» Source document
= = =
Sample Scenario:
Let’s look at an example of cross sector work:
The multitude of reforms needed in health care affect all of us. Government and private payers cannot handle the escalating costs. Huge numbers of patients lack access to care because they are not covered by insurance. The level of community health status here is beneath levels in much of the world. In spite of the great medical education, technologies, and pharmaceuticals, Americans are not very healthy. One of the major causes of this predicament is our life style. Wellness and illness prevention are key to the turnaround.
= = =
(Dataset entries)
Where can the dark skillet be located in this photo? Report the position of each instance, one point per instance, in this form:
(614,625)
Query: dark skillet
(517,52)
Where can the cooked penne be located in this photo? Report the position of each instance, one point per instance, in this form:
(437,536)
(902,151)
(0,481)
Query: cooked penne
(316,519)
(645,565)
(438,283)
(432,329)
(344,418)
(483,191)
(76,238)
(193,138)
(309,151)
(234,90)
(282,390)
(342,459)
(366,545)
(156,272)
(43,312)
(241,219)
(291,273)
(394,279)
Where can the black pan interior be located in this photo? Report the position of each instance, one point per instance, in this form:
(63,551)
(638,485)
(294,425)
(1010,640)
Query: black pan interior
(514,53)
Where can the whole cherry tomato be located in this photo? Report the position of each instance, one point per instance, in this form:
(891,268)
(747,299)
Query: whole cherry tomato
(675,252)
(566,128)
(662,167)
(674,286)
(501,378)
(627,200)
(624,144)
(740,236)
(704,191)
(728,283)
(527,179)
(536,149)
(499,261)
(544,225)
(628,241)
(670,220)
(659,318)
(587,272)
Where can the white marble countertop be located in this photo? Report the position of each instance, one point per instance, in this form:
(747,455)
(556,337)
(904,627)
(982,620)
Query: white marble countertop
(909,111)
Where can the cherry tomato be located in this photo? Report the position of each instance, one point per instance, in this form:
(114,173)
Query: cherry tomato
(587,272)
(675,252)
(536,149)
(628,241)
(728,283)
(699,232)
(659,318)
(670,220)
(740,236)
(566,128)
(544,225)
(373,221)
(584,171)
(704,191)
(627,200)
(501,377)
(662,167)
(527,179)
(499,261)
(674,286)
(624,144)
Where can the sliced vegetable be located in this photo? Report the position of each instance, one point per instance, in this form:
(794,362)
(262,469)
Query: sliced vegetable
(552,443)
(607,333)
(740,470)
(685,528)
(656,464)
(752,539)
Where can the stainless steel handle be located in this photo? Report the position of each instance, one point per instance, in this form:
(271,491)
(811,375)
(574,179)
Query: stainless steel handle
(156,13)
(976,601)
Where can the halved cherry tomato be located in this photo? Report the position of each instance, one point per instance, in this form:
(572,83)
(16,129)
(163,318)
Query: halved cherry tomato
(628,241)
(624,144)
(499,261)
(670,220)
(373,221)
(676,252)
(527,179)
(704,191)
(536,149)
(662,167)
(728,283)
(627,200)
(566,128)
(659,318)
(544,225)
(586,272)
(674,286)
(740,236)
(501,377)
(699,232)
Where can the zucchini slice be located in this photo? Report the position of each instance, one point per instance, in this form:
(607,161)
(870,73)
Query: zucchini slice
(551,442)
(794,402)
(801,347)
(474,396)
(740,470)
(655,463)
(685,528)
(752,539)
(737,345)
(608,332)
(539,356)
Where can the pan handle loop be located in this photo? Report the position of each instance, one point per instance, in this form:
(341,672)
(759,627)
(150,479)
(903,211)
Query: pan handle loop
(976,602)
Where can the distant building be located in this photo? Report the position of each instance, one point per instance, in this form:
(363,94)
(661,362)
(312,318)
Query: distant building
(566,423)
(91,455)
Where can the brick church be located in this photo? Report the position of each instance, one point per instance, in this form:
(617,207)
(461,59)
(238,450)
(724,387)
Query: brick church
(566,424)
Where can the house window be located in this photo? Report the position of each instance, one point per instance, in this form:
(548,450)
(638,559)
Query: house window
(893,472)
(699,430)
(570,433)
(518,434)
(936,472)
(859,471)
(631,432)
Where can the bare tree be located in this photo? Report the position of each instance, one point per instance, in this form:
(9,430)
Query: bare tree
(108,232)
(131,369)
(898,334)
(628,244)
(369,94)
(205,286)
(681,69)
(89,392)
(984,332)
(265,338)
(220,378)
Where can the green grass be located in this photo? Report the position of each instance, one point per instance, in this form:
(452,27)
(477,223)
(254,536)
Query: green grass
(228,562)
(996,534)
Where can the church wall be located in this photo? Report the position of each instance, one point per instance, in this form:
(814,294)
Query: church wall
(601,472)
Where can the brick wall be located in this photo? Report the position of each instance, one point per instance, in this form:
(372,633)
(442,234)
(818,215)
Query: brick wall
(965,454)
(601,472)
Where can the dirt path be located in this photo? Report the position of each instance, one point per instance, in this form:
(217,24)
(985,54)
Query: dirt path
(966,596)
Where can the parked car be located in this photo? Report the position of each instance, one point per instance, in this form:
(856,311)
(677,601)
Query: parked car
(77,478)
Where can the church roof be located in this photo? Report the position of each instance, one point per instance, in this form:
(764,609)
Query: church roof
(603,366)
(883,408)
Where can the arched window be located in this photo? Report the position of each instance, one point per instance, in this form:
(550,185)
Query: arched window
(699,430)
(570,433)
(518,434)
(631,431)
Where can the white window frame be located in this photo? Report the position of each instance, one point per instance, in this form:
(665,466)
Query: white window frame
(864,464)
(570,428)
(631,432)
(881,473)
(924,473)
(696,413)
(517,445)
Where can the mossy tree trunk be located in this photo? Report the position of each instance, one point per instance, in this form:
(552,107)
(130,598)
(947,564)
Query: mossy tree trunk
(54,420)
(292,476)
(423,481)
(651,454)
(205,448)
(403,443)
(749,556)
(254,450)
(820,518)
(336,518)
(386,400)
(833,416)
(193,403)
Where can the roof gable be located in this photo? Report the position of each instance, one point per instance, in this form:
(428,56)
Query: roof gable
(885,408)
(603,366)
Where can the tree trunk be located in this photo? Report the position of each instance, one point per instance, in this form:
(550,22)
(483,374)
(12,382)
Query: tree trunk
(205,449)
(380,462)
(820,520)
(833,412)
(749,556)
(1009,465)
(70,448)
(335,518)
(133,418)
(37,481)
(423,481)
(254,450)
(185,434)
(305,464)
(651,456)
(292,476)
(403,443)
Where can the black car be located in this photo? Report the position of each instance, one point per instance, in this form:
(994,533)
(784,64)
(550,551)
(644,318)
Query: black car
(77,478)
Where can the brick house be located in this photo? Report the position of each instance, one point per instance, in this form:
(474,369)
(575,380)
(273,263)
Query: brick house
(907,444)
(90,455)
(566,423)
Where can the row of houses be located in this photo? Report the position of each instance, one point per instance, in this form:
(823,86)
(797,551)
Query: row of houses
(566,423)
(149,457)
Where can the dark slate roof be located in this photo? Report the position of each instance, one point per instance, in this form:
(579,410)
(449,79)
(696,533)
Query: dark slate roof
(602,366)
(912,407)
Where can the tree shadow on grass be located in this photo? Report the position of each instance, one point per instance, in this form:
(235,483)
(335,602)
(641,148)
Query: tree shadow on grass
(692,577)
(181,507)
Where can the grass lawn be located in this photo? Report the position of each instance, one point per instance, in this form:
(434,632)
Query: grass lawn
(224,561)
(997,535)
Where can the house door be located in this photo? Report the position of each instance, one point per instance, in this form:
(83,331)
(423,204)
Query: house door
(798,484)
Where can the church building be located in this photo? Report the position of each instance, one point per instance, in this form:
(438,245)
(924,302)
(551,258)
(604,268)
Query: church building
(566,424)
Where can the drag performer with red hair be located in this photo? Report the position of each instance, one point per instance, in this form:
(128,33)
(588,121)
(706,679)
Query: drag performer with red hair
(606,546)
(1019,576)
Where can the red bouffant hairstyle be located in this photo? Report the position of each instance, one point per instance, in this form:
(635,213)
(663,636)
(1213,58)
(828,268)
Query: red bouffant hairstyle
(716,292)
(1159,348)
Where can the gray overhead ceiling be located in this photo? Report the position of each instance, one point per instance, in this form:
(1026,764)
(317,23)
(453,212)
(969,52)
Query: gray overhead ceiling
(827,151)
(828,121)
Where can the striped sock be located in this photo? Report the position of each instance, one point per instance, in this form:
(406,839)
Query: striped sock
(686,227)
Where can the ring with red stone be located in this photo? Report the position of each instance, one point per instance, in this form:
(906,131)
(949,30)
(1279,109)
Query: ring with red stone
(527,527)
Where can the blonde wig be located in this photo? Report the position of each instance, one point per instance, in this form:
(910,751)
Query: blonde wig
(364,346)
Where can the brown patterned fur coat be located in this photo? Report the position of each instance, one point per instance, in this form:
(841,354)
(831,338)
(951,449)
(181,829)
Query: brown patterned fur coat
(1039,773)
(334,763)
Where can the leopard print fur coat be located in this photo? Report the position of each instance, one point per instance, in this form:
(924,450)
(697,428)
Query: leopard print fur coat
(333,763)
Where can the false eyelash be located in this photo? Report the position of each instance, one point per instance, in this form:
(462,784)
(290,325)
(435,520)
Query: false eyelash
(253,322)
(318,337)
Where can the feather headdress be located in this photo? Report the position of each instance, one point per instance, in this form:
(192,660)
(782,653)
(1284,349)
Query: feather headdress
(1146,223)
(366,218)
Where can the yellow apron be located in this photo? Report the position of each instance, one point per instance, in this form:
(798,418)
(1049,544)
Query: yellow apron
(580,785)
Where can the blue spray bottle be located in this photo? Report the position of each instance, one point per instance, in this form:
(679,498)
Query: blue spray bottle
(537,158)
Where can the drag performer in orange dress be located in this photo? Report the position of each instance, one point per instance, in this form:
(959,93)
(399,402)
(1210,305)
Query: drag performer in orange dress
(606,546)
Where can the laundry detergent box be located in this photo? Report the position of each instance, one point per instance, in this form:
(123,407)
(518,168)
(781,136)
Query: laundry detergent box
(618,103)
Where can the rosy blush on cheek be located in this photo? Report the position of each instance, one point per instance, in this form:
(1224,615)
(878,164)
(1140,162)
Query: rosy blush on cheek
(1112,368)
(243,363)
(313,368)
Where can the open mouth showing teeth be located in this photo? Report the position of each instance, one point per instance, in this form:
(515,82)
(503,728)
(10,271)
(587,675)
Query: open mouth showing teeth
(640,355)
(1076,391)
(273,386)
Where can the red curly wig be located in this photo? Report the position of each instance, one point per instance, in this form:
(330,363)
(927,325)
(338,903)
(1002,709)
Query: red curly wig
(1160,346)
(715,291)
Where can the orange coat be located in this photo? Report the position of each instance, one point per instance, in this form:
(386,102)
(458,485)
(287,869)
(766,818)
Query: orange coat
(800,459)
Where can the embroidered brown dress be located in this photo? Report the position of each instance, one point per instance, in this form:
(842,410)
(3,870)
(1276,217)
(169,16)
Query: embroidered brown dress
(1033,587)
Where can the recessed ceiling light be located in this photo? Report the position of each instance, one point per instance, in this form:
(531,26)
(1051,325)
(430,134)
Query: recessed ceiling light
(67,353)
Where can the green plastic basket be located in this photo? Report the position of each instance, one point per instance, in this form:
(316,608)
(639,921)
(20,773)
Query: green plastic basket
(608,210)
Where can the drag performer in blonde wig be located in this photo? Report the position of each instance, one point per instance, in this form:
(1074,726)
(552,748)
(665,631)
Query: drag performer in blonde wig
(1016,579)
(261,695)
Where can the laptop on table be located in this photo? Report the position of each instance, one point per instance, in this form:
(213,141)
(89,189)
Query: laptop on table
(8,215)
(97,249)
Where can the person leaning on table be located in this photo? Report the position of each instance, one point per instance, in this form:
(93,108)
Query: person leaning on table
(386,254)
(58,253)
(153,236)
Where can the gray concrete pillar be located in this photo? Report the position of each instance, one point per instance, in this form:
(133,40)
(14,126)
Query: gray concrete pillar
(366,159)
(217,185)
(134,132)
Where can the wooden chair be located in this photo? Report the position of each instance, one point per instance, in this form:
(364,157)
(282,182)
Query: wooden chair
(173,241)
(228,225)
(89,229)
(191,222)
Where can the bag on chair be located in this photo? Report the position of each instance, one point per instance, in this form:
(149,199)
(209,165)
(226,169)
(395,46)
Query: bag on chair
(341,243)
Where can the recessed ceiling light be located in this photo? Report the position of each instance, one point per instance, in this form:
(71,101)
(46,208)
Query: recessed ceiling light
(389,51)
= = =
» To do
**1)** What does the health care scenario name as one of the major causes of Americans not being very healthy?
**2)** Write the next part of the health care scenario, picking up after its final sentence.

» Answers provided
**1)** Our life style.

**2)**
So in a cross sector scenario, the state health department collects, reads, and blows the whistle on the data. It invites community leaders and organizers to start conversations about the community health status data. A leading foundation spots the opportunity to make progress on this challenge, and it speaks with community businesses and generous individuals about funding a series of design labs led by the Public Strategies Group to carry out ideation and design activity…across sectors…involving the health department, many non-profit health care providers, the Chambers of Commerce, the Citizens’ League, a few large corporations who want to stimulate change by helping fund the creative design opportunities and the spreading of community conversations about the opportunities to incentivize citizens to pursue wellness practices. Seed money grants are given to some communities to promote community-wide wellness programs. Employers encourage employees, covering the costs of health club memberships and yoga programs. Minnesota Community Measurement establishes a measurement system to track the implementation and the outcomes of the wellness programs. Insurances and plans provide coverage for the costs of physical development trainers and nutrition teachers. The Public Strategies Group provides ongoing organizing of the collaborative activities that were spawned by the initial design labs…across sectors.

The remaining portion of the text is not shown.